抜粋 -
1961年1月、宇宙開発競争に消極的だったアイゼンハワーにかわってジョン・F・ケネディがアメリカ大統領に就任すると、ケネディは宇宙開発を積極的に世界戦略に取り入れた。ケネディは同年5月25日、上下両院合同会議で「1960年代が終わる前に人間を月に着陸させ、無事に帰還させる」という演説を行い、アメリカの宇宙開発の目標は「ソ連より少しでも長く宇宙空間に滞在し、月に人間を送り込むこと」に変わっていった。

当時、ソ連は月探査機「ルナ」を月に送り込み、本格的な月探査を開始していた。ケネディの演説の背景には、「このままでは月がソ連の領土になってしまうのではないか」という危機感があったとされている。ガガーリン・ショックはアメリカの宇宙開発がより強化される契機となり、本作ではキャサリンたちがNASAに雇い入れられるきっかけになっている。

アメリカは1961年5月5日、アラン・シェパードが乗り込んだ宇宙船「フリーダム7(マーキュリー・レッドストーン3号)」をケープカナベラル基地から打ち上げ、初の有人弾道飛行を成功させた。フリーダム7は、高度187キロメートルに達したあと大気圏に再突入し、バハマ沖に着水した。飛行時間は15分22秒だった。

(データソースから取得した項目)
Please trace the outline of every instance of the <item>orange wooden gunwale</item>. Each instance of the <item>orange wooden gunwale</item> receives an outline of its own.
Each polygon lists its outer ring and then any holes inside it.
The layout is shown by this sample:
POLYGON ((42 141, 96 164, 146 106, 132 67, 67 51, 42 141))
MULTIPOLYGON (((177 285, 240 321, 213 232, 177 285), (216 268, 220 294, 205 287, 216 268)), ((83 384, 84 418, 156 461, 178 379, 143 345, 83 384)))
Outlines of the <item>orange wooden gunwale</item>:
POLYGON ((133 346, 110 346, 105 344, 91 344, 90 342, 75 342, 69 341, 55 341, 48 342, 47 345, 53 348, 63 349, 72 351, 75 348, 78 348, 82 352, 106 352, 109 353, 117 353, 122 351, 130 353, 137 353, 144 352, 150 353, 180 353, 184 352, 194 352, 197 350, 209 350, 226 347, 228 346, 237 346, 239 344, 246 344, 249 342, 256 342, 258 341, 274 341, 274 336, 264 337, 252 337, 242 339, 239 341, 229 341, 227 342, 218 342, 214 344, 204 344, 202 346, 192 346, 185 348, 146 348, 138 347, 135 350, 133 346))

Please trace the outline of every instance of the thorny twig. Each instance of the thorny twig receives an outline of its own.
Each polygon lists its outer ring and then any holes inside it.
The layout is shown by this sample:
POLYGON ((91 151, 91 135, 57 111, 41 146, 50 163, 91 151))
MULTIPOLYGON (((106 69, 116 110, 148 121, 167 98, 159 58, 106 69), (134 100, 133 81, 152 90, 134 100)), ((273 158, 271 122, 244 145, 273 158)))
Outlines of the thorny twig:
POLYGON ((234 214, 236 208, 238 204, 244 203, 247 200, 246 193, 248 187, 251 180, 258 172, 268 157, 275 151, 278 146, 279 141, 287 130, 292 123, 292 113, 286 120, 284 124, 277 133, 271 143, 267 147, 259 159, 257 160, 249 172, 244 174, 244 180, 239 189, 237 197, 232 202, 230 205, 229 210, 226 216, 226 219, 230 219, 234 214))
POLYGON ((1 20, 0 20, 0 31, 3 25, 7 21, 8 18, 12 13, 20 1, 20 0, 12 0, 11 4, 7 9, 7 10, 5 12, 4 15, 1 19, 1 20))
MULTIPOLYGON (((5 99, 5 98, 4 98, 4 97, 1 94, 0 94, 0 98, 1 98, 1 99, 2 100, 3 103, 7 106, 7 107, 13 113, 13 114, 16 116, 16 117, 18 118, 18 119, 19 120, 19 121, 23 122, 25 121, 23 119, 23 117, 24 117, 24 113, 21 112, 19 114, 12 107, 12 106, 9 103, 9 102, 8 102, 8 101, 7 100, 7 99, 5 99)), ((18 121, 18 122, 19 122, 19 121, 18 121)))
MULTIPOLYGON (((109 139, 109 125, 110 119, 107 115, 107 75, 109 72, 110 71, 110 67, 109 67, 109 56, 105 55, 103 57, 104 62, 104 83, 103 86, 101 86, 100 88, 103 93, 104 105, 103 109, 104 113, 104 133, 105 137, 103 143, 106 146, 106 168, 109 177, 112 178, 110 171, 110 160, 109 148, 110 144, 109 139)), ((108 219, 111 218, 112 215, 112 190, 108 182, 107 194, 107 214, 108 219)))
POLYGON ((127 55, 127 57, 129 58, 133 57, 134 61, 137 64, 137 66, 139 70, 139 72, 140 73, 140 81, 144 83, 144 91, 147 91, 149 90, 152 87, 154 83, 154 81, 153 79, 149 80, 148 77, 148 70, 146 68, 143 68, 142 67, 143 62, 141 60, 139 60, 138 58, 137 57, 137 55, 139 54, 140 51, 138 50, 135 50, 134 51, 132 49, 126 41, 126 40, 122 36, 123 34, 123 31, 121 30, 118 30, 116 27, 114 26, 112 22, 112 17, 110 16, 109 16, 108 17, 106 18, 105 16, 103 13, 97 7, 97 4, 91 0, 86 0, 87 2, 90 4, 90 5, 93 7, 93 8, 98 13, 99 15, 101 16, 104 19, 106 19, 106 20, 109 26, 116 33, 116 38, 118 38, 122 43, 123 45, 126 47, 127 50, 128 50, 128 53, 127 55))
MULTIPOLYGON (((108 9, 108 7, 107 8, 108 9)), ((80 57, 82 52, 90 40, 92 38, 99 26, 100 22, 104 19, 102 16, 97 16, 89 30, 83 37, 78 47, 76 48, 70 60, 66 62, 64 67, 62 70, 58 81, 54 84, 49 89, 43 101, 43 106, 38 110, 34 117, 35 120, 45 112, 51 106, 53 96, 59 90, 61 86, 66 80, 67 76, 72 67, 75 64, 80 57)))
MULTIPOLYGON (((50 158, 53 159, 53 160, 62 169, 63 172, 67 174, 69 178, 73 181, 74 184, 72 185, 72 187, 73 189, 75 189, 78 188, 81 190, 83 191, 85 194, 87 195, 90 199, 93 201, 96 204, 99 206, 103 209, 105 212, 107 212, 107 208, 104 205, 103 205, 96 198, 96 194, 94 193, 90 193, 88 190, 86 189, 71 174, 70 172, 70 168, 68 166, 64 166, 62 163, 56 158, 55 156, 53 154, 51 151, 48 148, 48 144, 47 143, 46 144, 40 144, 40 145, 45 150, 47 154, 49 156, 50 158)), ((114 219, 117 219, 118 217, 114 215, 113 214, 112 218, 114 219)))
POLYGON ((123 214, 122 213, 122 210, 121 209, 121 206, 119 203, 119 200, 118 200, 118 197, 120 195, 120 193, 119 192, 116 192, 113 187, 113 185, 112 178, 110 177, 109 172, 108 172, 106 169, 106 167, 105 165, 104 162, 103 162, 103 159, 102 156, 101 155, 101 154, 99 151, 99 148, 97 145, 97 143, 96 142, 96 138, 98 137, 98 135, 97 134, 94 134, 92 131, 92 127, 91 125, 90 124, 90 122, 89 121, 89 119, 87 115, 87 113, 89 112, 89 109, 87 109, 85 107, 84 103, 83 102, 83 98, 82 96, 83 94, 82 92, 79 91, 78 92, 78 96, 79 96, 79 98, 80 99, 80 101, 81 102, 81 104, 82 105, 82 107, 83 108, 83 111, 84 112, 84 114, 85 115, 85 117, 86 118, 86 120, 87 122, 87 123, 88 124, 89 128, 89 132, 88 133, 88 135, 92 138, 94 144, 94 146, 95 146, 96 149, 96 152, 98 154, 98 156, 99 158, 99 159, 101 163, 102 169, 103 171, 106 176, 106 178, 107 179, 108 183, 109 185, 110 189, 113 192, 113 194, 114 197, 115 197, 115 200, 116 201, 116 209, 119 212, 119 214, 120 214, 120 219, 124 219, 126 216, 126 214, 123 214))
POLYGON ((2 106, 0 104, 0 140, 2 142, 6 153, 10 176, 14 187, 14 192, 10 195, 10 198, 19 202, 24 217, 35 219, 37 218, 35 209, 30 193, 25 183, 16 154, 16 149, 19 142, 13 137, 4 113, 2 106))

課題の指示 - 宇宙開発競争を扱った抜粋から、「1961年1月、宇宙開発競争」から「込むこと」に変わっていった。」までの部分を抜き出してください。

課題の結果 -
1961年1月、宇宙開発競争に消極的だったアイゼンハワーにかわってジョン・F・ケネディがアメリカ大統領に就任すると、ケネディは宇宙開発を積極的に世界戦略に取り入れた。ケネディは同年5月25日、上下両院合同会議で「1960年代が終わる前に人間を月に着陸させ、無事に帰還させる」という演説を行い、アメリカの宇宙開発の目標は「ソ連より少しでも長く宇宙空間に滞在し、月に人間を送り込むこと」に変わっていった。